Task to carry out:
In the forum thread about Canon camcorder software, reproduce the passage starting with "Yeah. I have" and going on through "Window Moviemaker? Anything????", changing "corporate" to "company".

Selected excerpt:
========================
# Canon Video Software Issue- Imagemaker 3



## treygolf (Dec 23, 2009)

NEED HELP with Downloading from CANON FS 100 Camcorder.
IMAGEMAKER 3 software does not work with Windows 7. Is there anything I can do to get my video from my card onto my PC. OS is Win 7. I had no problems downloading with XP. Win 7 just freezes. Willing to try anything. 
Thanks,
Treygolf


----------



## WereBo (Apr 5, 2008)

Hi Treygolf and welcome to TSF :wave:

Is there a 2nd PC at home with Win-XP on that you could 'borrow'?

Short of re-installing Win-XP as a 'dual-boot' option, all I can suggest is to hassle Canon into hurrying up with updating their software (I have a similar problem with Samsung for my mobile-phone)

Possibly another of our members has a tricksy little workaround for such problems, don't give up hope just yet :wink:


----------



## treygolf (Dec 23, 2009)

Yeah. I have a corporate laptop without admin privlages. Already tried that and even bribed the IT dud to let me install it.
IS there any other software out there that will "see" the images/file on the cameras sd flash and be able to download them??? NERO? Window Moviemaker? Anything????

Thanks for your help.


----------



## blah789 (Aug 25, 2008)

I don't have that particular device, so I can't test, but is the device visible under my computer? If so, can you browse files and folders? If yes, just try copying. If not, it probably requires a driver.


----------



## WereBo (Apr 5, 2008)

Alternatively, you could get a 'SD Card Reader' for a few £££'s or $$$'s - That will let you see the card as another drive, in Win-Explorer (and save on camera-battery power too :wink

There's 2 basic types of card-reader - One is a free-standing unit that has a cable to your USB socket (some plug straight into a USB socket, without a cable), t'other one sits in a spare drive-bay in a PC.


----------



## Done_Fishin (Oct 10, 2006)

Using a USB reader should be a lot quicker too!!


----------
========================
Recorded information:
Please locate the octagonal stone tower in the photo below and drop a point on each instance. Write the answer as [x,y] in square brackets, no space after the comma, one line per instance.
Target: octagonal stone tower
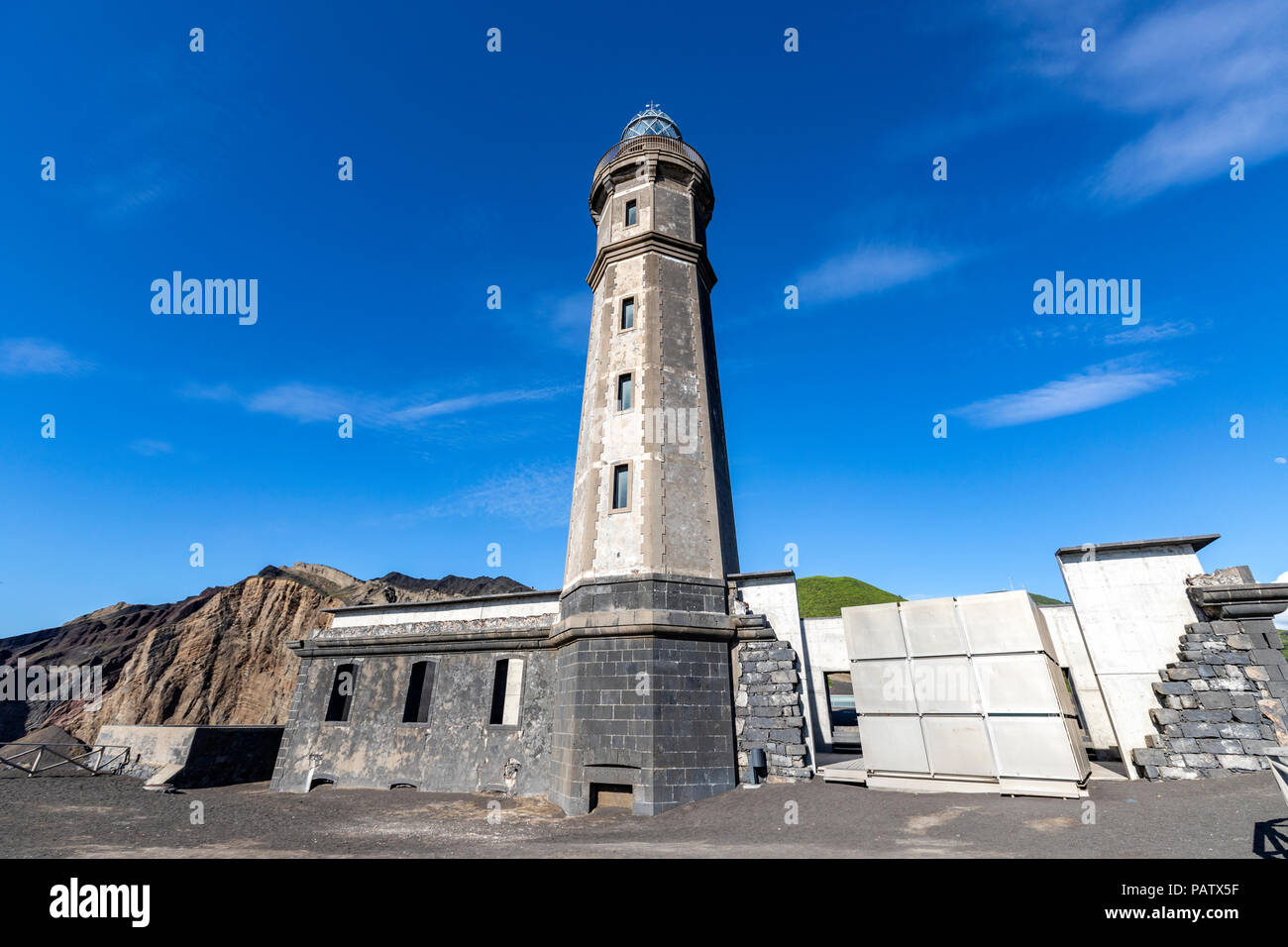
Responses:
========================
Correct response:
Yeah. I have a company laptop without admin privlages. Already tried that and even bribed the IT dud to let me install it.
IS there any other software out there that will "see" the images/file on the cameras sd flash and be able to download them??? NERO? Window Moviemaker? Anything????